* Study questions *
1 - In the article on goat sanctuaries, what kind of test did the researchers create?
2 - Reproduce word for word the stretch of the goat sanctuary article from "In this first" through "generally well treated.".

* Document extract *

- - - -

Animal sanctuaries can play an important role in rehabilitating goats and other animals that have suffered from neglect, according to scientists at Queen Mary, University of London.
In this first scientific study of rescued animals, the researchers examined moods in 18 goats, nine of which had endured poor welfare, such as inappropriate diet, and lack of space or shelter before arriving at a sanctuary. They created a spatial awareness test, which involved giving the animals an opportunity to look for food, to understand the link between poor welfare and the goats' mental health, by comparing the behaviour of the mistreated goats with that of the goats that had been generally well treated.
The scientists observed whether some goats were faster to explore specific areas that resulted in the reward of food and others that did not. They assessed how the goats judged previously unknown locations, described as ambiguous because they were situated between spaces known to contain food and areas without food.
"Mood can have a huge influence on how the brain processes information. In humans, for example, it's well known that people in positive moods have an optimistic outlook on life, which means they are more resilient to stress. In the same way, measures of optimism and pessimism can provide indicators for an understanding of animal welfare," explains co-author Dr Elodie Briefer from Queen Mary's School of Biological and Chemical Sciences.

- - - -

* Entries provided *
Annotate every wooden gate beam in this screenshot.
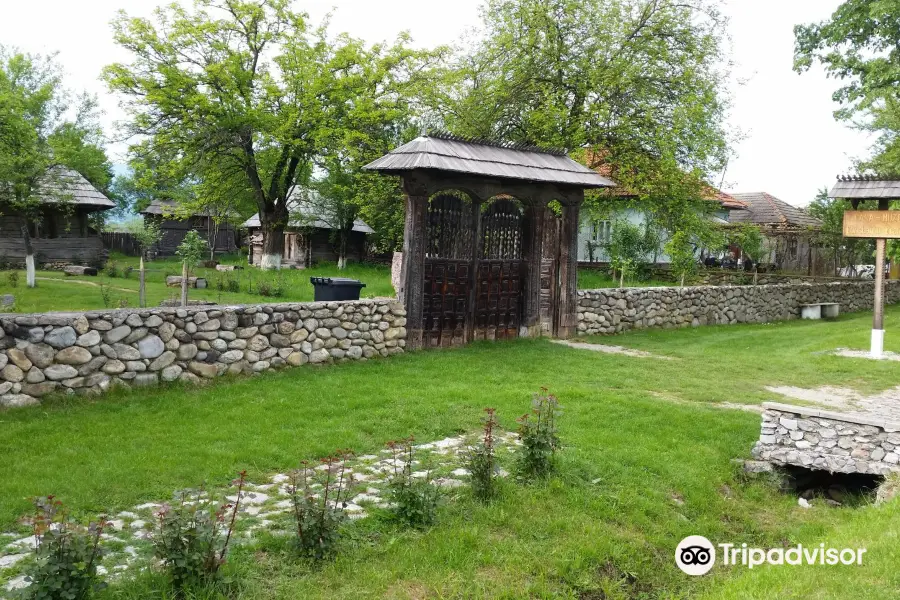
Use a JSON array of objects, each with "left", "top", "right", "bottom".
[
  {"left": 557, "top": 193, "right": 584, "bottom": 339},
  {"left": 400, "top": 176, "right": 428, "bottom": 350}
]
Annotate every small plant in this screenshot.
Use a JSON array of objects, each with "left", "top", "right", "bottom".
[
  {"left": 288, "top": 450, "right": 353, "bottom": 560},
  {"left": 517, "top": 387, "right": 561, "bottom": 480},
  {"left": 100, "top": 281, "right": 112, "bottom": 308},
  {"left": 153, "top": 471, "right": 246, "bottom": 591},
  {"left": 25, "top": 496, "right": 106, "bottom": 600},
  {"left": 387, "top": 436, "right": 441, "bottom": 527},
  {"left": 256, "top": 276, "right": 284, "bottom": 298},
  {"left": 468, "top": 408, "right": 497, "bottom": 504}
]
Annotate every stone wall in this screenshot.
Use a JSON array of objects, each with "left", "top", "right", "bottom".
[
  {"left": 753, "top": 403, "right": 900, "bottom": 475},
  {"left": 0, "top": 299, "right": 406, "bottom": 407},
  {"left": 578, "top": 281, "right": 900, "bottom": 335}
]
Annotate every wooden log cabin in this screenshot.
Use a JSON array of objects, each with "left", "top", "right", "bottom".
[
  {"left": 140, "top": 200, "right": 238, "bottom": 256},
  {"left": 243, "top": 202, "right": 375, "bottom": 269},
  {"left": 0, "top": 166, "right": 115, "bottom": 269}
]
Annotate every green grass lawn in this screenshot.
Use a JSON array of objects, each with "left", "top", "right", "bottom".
[{"left": 0, "top": 307, "right": 900, "bottom": 599}]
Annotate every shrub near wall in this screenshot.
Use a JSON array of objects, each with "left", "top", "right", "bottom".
[
  {"left": 0, "top": 299, "right": 406, "bottom": 407},
  {"left": 578, "top": 281, "right": 900, "bottom": 335}
]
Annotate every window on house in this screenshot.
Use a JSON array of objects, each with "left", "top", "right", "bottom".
[{"left": 591, "top": 220, "right": 612, "bottom": 245}]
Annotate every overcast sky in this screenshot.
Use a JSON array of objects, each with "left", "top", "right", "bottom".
[{"left": 0, "top": 0, "right": 871, "bottom": 206}]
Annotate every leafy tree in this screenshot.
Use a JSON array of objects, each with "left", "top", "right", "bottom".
[
  {"left": 606, "top": 219, "right": 658, "bottom": 287},
  {"left": 426, "top": 0, "right": 728, "bottom": 248},
  {"left": 105, "top": 0, "right": 440, "bottom": 268},
  {"left": 794, "top": 0, "right": 900, "bottom": 174},
  {"left": 0, "top": 46, "right": 112, "bottom": 287}
]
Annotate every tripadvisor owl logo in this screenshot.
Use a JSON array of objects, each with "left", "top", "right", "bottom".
[{"left": 675, "top": 535, "right": 716, "bottom": 575}]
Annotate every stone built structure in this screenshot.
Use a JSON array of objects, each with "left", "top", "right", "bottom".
[{"left": 0, "top": 299, "right": 406, "bottom": 407}]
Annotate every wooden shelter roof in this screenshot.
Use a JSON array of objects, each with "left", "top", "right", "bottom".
[
  {"left": 24, "top": 165, "right": 116, "bottom": 210},
  {"left": 364, "top": 134, "right": 616, "bottom": 188},
  {"left": 828, "top": 175, "right": 900, "bottom": 200},
  {"left": 729, "top": 192, "right": 822, "bottom": 228}
]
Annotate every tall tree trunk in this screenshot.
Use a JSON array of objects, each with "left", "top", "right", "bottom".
[
  {"left": 22, "top": 223, "right": 36, "bottom": 288},
  {"left": 181, "top": 262, "right": 188, "bottom": 306},
  {"left": 138, "top": 254, "right": 147, "bottom": 308},
  {"left": 259, "top": 206, "right": 288, "bottom": 271}
]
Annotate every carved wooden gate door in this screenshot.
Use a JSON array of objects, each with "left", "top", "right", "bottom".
[
  {"left": 423, "top": 194, "right": 525, "bottom": 348},
  {"left": 473, "top": 199, "right": 525, "bottom": 340}
]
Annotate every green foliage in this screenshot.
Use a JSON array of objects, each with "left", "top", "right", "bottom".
[
  {"left": 794, "top": 0, "right": 900, "bottom": 174},
  {"left": 289, "top": 450, "right": 353, "bottom": 560},
  {"left": 665, "top": 231, "right": 697, "bottom": 285},
  {"left": 0, "top": 46, "right": 112, "bottom": 219},
  {"left": 128, "top": 219, "right": 163, "bottom": 252},
  {"left": 387, "top": 437, "right": 441, "bottom": 527},
  {"left": 175, "top": 229, "right": 209, "bottom": 270},
  {"left": 606, "top": 219, "right": 659, "bottom": 283},
  {"left": 516, "top": 388, "right": 562, "bottom": 481},
  {"left": 104, "top": 0, "right": 433, "bottom": 264},
  {"left": 466, "top": 408, "right": 497, "bottom": 504},
  {"left": 153, "top": 472, "right": 246, "bottom": 592},
  {"left": 22, "top": 496, "right": 106, "bottom": 600}
]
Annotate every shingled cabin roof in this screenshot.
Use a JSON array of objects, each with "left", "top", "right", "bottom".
[
  {"left": 729, "top": 192, "right": 822, "bottom": 228},
  {"left": 585, "top": 150, "right": 747, "bottom": 210},
  {"left": 364, "top": 134, "right": 616, "bottom": 188},
  {"left": 21, "top": 165, "right": 116, "bottom": 211},
  {"left": 140, "top": 200, "right": 237, "bottom": 220},
  {"left": 828, "top": 175, "right": 900, "bottom": 200}
]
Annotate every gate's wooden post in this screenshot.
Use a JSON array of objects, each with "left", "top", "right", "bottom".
[
  {"left": 520, "top": 198, "right": 547, "bottom": 337},
  {"left": 557, "top": 193, "right": 584, "bottom": 339},
  {"left": 400, "top": 177, "right": 428, "bottom": 350},
  {"left": 465, "top": 200, "right": 484, "bottom": 344}
]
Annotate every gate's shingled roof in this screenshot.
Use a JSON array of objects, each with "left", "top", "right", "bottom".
[
  {"left": 729, "top": 192, "right": 822, "bottom": 227},
  {"left": 365, "top": 135, "right": 616, "bottom": 188}
]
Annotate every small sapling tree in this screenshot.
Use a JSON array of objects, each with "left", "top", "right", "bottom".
[{"left": 175, "top": 229, "right": 207, "bottom": 306}]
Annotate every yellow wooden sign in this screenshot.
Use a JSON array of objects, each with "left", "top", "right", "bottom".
[{"left": 844, "top": 210, "right": 900, "bottom": 239}]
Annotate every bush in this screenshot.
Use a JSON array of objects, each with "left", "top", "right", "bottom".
[
  {"left": 516, "top": 388, "right": 561, "bottom": 480},
  {"left": 288, "top": 450, "right": 353, "bottom": 560},
  {"left": 25, "top": 496, "right": 106, "bottom": 600},
  {"left": 467, "top": 408, "right": 497, "bottom": 504},
  {"left": 153, "top": 471, "right": 246, "bottom": 592},
  {"left": 387, "top": 437, "right": 441, "bottom": 527}
]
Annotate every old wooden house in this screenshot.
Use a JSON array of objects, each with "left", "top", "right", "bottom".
[
  {"left": 0, "top": 166, "right": 115, "bottom": 269},
  {"left": 141, "top": 200, "right": 238, "bottom": 256},
  {"left": 728, "top": 192, "right": 825, "bottom": 275},
  {"left": 243, "top": 201, "right": 375, "bottom": 269}
]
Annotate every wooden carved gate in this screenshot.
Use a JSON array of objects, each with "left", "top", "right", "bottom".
[{"left": 423, "top": 195, "right": 525, "bottom": 348}]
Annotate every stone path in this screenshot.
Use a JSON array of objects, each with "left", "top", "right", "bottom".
[
  {"left": 834, "top": 348, "right": 900, "bottom": 362},
  {"left": 550, "top": 340, "right": 675, "bottom": 360},
  {"left": 766, "top": 386, "right": 900, "bottom": 423},
  {"left": 0, "top": 432, "right": 521, "bottom": 597}
]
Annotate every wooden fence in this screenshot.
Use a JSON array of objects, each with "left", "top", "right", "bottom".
[{"left": 100, "top": 231, "right": 141, "bottom": 256}]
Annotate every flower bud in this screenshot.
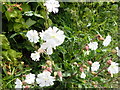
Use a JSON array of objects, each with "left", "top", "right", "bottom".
[
  {"left": 79, "top": 67, "right": 84, "bottom": 72},
  {"left": 42, "top": 66, "right": 46, "bottom": 69},
  {"left": 96, "top": 34, "right": 104, "bottom": 40},
  {"left": 94, "top": 85, "right": 97, "bottom": 88},
  {"left": 57, "top": 71, "right": 62, "bottom": 81},
  {"left": 83, "top": 65, "right": 87, "bottom": 68},
  {"left": 107, "top": 59, "right": 112, "bottom": 65},
  {"left": 47, "top": 67, "right": 52, "bottom": 73},
  {"left": 92, "top": 81, "right": 96, "bottom": 85},
  {"left": 21, "top": 62, "right": 24, "bottom": 65},
  {"left": 91, "top": 71, "right": 97, "bottom": 75},
  {"left": 57, "top": 71, "right": 62, "bottom": 77},
  {"left": 85, "top": 45, "right": 89, "bottom": 51},
  {"left": 46, "top": 60, "right": 52, "bottom": 67},
  {"left": 24, "top": 86, "right": 30, "bottom": 90},
  {"left": 88, "top": 61, "right": 92, "bottom": 65},
  {"left": 7, "top": 72, "right": 11, "bottom": 75},
  {"left": 54, "top": 72, "right": 57, "bottom": 77},
  {"left": 7, "top": 8, "right": 13, "bottom": 12},
  {"left": 73, "top": 62, "right": 78, "bottom": 65},
  {"left": 111, "top": 49, "right": 117, "bottom": 54},
  {"left": 38, "top": 48, "right": 45, "bottom": 53}
]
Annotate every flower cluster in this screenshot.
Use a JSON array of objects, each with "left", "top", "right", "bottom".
[
  {"left": 44, "top": 0, "right": 60, "bottom": 13},
  {"left": 26, "top": 26, "right": 65, "bottom": 61},
  {"left": 36, "top": 71, "right": 55, "bottom": 87},
  {"left": 40, "top": 27, "right": 65, "bottom": 55},
  {"left": 15, "top": 71, "right": 55, "bottom": 88}
]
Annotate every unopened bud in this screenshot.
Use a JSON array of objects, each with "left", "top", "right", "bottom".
[
  {"left": 46, "top": 60, "right": 52, "bottom": 67},
  {"left": 22, "top": 75, "right": 26, "bottom": 77},
  {"left": 85, "top": 45, "right": 89, "bottom": 51},
  {"left": 92, "top": 82, "right": 96, "bottom": 85},
  {"left": 79, "top": 67, "right": 84, "bottom": 72},
  {"left": 22, "top": 81, "right": 27, "bottom": 85},
  {"left": 57, "top": 71, "right": 62, "bottom": 77},
  {"left": 54, "top": 72, "right": 57, "bottom": 77},
  {"left": 83, "top": 65, "right": 87, "bottom": 68},
  {"left": 47, "top": 67, "right": 52, "bottom": 73},
  {"left": 88, "top": 61, "right": 92, "bottom": 65},
  {"left": 7, "top": 8, "right": 13, "bottom": 12},
  {"left": 21, "top": 62, "right": 24, "bottom": 65},
  {"left": 42, "top": 66, "right": 46, "bottom": 69},
  {"left": 96, "top": 34, "right": 104, "bottom": 40},
  {"left": 57, "top": 71, "right": 62, "bottom": 81},
  {"left": 94, "top": 85, "right": 97, "bottom": 88},
  {"left": 91, "top": 71, "right": 97, "bottom": 75},
  {"left": 107, "top": 59, "right": 112, "bottom": 65},
  {"left": 73, "top": 62, "right": 78, "bottom": 65},
  {"left": 7, "top": 72, "right": 11, "bottom": 75},
  {"left": 38, "top": 48, "right": 45, "bottom": 53},
  {"left": 111, "top": 49, "right": 117, "bottom": 54}
]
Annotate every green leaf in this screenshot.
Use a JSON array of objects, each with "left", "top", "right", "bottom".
[{"left": 26, "top": 18, "right": 36, "bottom": 28}]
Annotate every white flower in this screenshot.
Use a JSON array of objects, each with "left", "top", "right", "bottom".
[
  {"left": 80, "top": 72, "right": 86, "bottom": 78},
  {"left": 107, "top": 62, "right": 119, "bottom": 74},
  {"left": 36, "top": 71, "right": 55, "bottom": 87},
  {"left": 116, "top": 47, "right": 120, "bottom": 57},
  {"left": 44, "top": 0, "right": 60, "bottom": 13},
  {"left": 103, "top": 35, "right": 111, "bottom": 46},
  {"left": 26, "top": 30, "right": 40, "bottom": 43},
  {"left": 91, "top": 62, "right": 100, "bottom": 71},
  {"left": 25, "top": 73, "right": 35, "bottom": 84},
  {"left": 31, "top": 51, "right": 40, "bottom": 61},
  {"left": 88, "top": 42, "right": 98, "bottom": 50},
  {"left": 15, "top": 78, "right": 22, "bottom": 88},
  {"left": 40, "top": 27, "right": 65, "bottom": 55}
]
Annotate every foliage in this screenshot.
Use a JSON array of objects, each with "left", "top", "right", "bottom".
[{"left": 0, "top": 2, "right": 119, "bottom": 88}]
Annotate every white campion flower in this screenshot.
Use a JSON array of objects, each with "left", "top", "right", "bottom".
[
  {"left": 25, "top": 73, "right": 35, "bottom": 84},
  {"left": 31, "top": 51, "right": 40, "bottom": 61},
  {"left": 107, "top": 62, "right": 119, "bottom": 74},
  {"left": 91, "top": 62, "right": 100, "bottom": 71},
  {"left": 103, "top": 35, "right": 111, "bottom": 46},
  {"left": 26, "top": 30, "right": 40, "bottom": 43},
  {"left": 80, "top": 72, "right": 86, "bottom": 78},
  {"left": 88, "top": 42, "right": 98, "bottom": 50},
  {"left": 116, "top": 47, "right": 120, "bottom": 57},
  {"left": 36, "top": 71, "right": 55, "bottom": 87},
  {"left": 15, "top": 78, "right": 22, "bottom": 89},
  {"left": 44, "top": 0, "right": 60, "bottom": 13},
  {"left": 40, "top": 27, "right": 65, "bottom": 55}
]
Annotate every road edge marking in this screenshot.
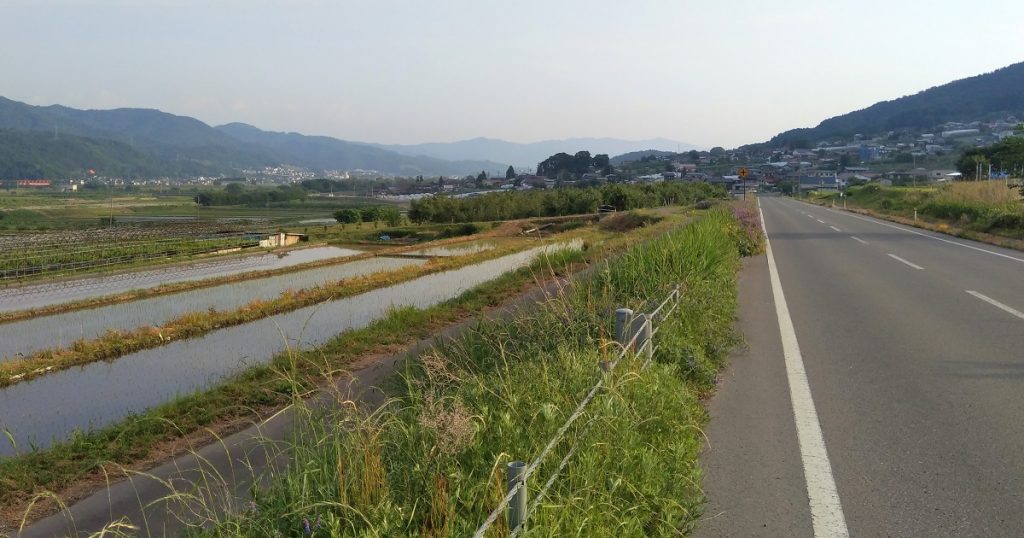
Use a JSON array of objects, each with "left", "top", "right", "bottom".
[
  {"left": 964, "top": 290, "right": 1024, "bottom": 320},
  {"left": 826, "top": 208, "right": 1024, "bottom": 263},
  {"left": 889, "top": 252, "right": 925, "bottom": 271},
  {"left": 758, "top": 199, "right": 850, "bottom": 538}
]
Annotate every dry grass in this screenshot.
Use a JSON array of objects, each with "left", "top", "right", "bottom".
[{"left": 939, "top": 180, "right": 1021, "bottom": 205}]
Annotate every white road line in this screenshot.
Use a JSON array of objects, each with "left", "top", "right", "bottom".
[
  {"left": 889, "top": 254, "right": 925, "bottom": 271},
  {"left": 964, "top": 290, "right": 1024, "bottom": 320},
  {"left": 843, "top": 211, "right": 1024, "bottom": 263},
  {"left": 758, "top": 200, "right": 850, "bottom": 538}
]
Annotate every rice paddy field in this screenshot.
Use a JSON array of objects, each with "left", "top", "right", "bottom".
[{"left": 0, "top": 199, "right": 757, "bottom": 536}]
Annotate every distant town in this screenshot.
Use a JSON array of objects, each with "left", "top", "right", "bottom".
[{"left": 0, "top": 116, "right": 1024, "bottom": 200}]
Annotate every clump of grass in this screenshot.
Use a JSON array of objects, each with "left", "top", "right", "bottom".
[
  {"left": 193, "top": 210, "right": 741, "bottom": 536},
  {"left": 598, "top": 211, "right": 659, "bottom": 232}
]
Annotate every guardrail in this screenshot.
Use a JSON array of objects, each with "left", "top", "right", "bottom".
[{"left": 473, "top": 285, "right": 680, "bottom": 538}]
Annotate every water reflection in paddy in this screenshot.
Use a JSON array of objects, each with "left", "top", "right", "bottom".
[
  {"left": 0, "top": 243, "right": 579, "bottom": 456},
  {"left": 0, "top": 257, "right": 426, "bottom": 363},
  {"left": 0, "top": 247, "right": 360, "bottom": 312}
]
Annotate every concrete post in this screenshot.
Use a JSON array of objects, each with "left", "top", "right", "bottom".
[
  {"left": 506, "top": 460, "right": 526, "bottom": 531},
  {"left": 615, "top": 308, "right": 633, "bottom": 346},
  {"left": 633, "top": 314, "right": 654, "bottom": 361}
]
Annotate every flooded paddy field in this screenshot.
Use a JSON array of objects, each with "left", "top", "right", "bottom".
[
  {"left": 0, "top": 243, "right": 361, "bottom": 313},
  {"left": 0, "top": 257, "right": 426, "bottom": 363},
  {"left": 0, "top": 243, "right": 579, "bottom": 456},
  {"left": 404, "top": 243, "right": 495, "bottom": 257}
]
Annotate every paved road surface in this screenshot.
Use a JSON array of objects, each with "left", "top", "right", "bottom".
[{"left": 698, "top": 197, "right": 1024, "bottom": 536}]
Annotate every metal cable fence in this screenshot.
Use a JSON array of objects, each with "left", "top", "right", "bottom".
[{"left": 473, "top": 285, "right": 680, "bottom": 538}]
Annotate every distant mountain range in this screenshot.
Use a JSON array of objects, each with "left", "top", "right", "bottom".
[
  {"left": 0, "top": 97, "right": 692, "bottom": 179},
  {"left": 0, "top": 97, "right": 508, "bottom": 179},
  {"left": 215, "top": 123, "right": 508, "bottom": 176},
  {"left": 767, "top": 63, "right": 1024, "bottom": 147},
  {"left": 374, "top": 138, "right": 698, "bottom": 168}
]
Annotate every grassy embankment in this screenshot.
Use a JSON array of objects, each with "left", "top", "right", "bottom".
[
  {"left": 0, "top": 208, "right": 684, "bottom": 524},
  {"left": 813, "top": 180, "right": 1024, "bottom": 243},
  {"left": 190, "top": 206, "right": 760, "bottom": 536}
]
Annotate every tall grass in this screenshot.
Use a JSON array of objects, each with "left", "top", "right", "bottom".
[{"left": 188, "top": 210, "right": 743, "bottom": 536}]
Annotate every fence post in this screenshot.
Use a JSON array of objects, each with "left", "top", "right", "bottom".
[
  {"left": 633, "top": 314, "right": 654, "bottom": 361},
  {"left": 615, "top": 308, "right": 633, "bottom": 346},
  {"left": 507, "top": 460, "right": 526, "bottom": 531}
]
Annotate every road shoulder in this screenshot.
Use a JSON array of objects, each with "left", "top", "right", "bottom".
[{"left": 696, "top": 255, "right": 813, "bottom": 537}]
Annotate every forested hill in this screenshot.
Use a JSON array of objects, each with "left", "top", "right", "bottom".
[{"left": 768, "top": 63, "right": 1024, "bottom": 147}]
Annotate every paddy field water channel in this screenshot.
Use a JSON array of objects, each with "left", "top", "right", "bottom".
[
  {"left": 0, "top": 242, "right": 580, "bottom": 456},
  {"left": 0, "top": 247, "right": 361, "bottom": 313},
  {"left": 0, "top": 257, "right": 427, "bottom": 363}
]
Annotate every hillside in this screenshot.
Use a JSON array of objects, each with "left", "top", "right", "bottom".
[
  {"left": 216, "top": 123, "right": 508, "bottom": 175},
  {"left": 0, "top": 129, "right": 164, "bottom": 179},
  {"left": 375, "top": 138, "right": 696, "bottom": 168},
  {"left": 768, "top": 63, "right": 1024, "bottom": 147},
  {"left": 0, "top": 97, "right": 508, "bottom": 178},
  {"left": 610, "top": 150, "right": 676, "bottom": 166}
]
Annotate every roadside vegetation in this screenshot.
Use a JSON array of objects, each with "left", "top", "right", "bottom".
[
  {"left": 0, "top": 203, "right": 685, "bottom": 523},
  {"left": 409, "top": 182, "right": 725, "bottom": 222},
  {"left": 815, "top": 180, "right": 1024, "bottom": 240},
  {"left": 190, "top": 206, "right": 762, "bottom": 536}
]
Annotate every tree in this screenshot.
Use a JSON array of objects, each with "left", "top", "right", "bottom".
[
  {"left": 334, "top": 208, "right": 362, "bottom": 224},
  {"left": 572, "top": 151, "right": 594, "bottom": 176},
  {"left": 379, "top": 206, "right": 401, "bottom": 226}
]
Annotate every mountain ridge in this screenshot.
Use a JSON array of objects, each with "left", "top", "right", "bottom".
[
  {"left": 372, "top": 136, "right": 699, "bottom": 168},
  {"left": 752, "top": 63, "right": 1024, "bottom": 147}
]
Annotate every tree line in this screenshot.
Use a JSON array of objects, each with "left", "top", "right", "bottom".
[
  {"left": 956, "top": 136, "right": 1024, "bottom": 179},
  {"left": 409, "top": 182, "right": 727, "bottom": 222},
  {"left": 196, "top": 183, "right": 306, "bottom": 207},
  {"left": 537, "top": 152, "right": 614, "bottom": 179}
]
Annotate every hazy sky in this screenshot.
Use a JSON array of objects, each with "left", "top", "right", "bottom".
[{"left": 6, "top": 0, "right": 1024, "bottom": 147}]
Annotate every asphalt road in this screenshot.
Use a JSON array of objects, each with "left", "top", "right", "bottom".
[{"left": 698, "top": 197, "right": 1024, "bottom": 536}]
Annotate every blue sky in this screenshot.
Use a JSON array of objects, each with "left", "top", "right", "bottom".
[{"left": 0, "top": 0, "right": 1024, "bottom": 147}]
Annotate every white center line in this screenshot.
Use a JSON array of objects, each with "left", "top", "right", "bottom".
[
  {"left": 889, "top": 254, "right": 925, "bottom": 271},
  {"left": 758, "top": 200, "right": 850, "bottom": 538},
  {"left": 964, "top": 290, "right": 1024, "bottom": 320}
]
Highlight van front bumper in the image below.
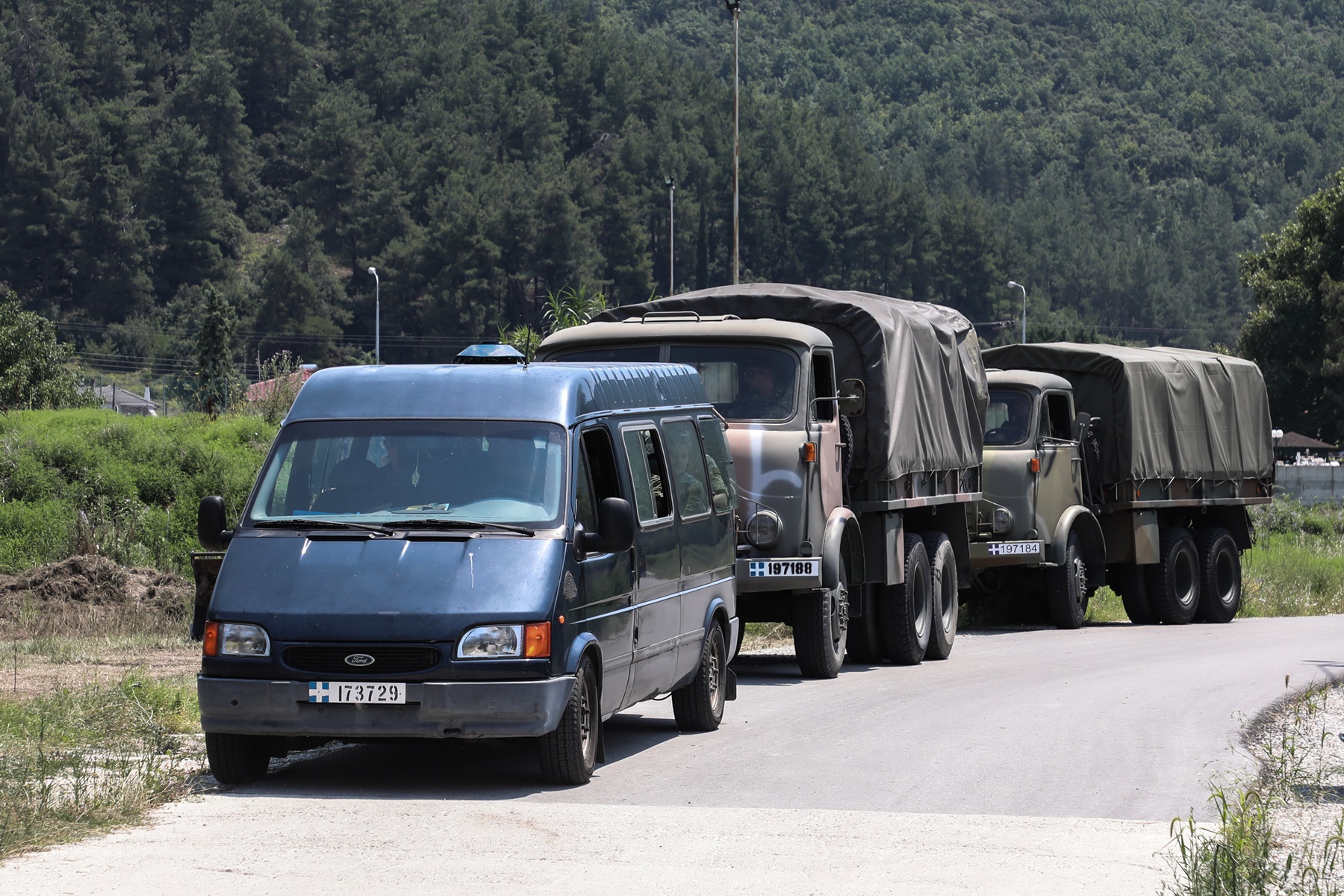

- - - -

* Written responses *
1 - They created a spatial awareness test that gave the goats an opportunity to look for food.

2 -
In this first scientific study of rescued animals, the researchers examined moods in 18 goats, nine of which had endured poor welfare, such as inappropriate diet, and lack of space or shelter before arriving at a sanctuary. They created a spatial awareness test, which involved giving the animals an opportunity to look for food, to understand the link between poor welfare and the goats' mental health, by comparing the behaviour of the mistreated goats with that of the goats that had been generally well treated.